The Complicated Legacy of a Televangelism Pioneer
Jimmy Swaggart’s death closes a significant chapter in American religious history. His story encapsulates both the extraordinary reach of televangelism at its peak and the vulnerabilities inherent in building religious empires around charismatic personalities. Swaggart demonstrated media savvy far ahead of his time, building a multimedia platform that generated unprecedented revenue and global influence before the digital age.
Yet his legacy remains deeply bifurcated. He was simultaneously a gifted musician who brought blues sensibility to gospel, a preacher who converted millions, a harsh critic of others’ moral failings, and a hypocrite who succumbed to the temptations he denounced. He built one of history’s largest ministry empires only to see it crippled by scandal, yet persevered for another 37 years in relative obscurity.

Provided information:
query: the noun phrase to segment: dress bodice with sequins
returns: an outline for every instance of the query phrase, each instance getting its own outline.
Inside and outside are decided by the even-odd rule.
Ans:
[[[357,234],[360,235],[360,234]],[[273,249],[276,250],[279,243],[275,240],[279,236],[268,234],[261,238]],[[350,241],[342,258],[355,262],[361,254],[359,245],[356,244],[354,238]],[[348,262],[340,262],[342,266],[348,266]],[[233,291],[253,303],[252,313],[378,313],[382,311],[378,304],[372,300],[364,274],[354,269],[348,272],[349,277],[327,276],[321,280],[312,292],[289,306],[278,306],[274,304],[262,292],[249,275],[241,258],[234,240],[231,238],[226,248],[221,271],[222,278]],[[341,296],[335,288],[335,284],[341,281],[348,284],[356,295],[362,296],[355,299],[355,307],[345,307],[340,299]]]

Actions to take:
• a. In the passage on Swaggart's legacy, rewrite the part that opens with the words containing "The Complicated Legacy" and closes with "in relative obscurity.", swapping "ministry empires" for "ministry networks".
• b. Please state, from the passage on Swaggart's legacy, how long he persevered after his ministry was crippled by scandal.

Answers by item:
• a.
The Complicated Legacy of a Televangelism Pioneer
Jimmy Swaggart’s death closes a significant chapter in American religious history. His story encapsulates both the extraordinary reach of televangelism at its peak and the vulnerabilities inherent in building religious empires around charismatic personalities. Swaggart demonstrated media savvy far ahead of his time, building a multimedia platform that generated unprecedented revenue and global influence before the digital age.
Yet his legacy remains deeply bifurcated. He was simultaneously a gifted musician who brought blues sensibility to gospel, a preacher who converted millions, a harsh critic of others’ moral failings, and a hypocrite who succumbed to the temptations he denounced. He built one of history’s largest ministry networks only to see it crippled by scandal, yet persevered for another 37 years in relative obscurity.

• b. Another 37 years, in relative obscurity.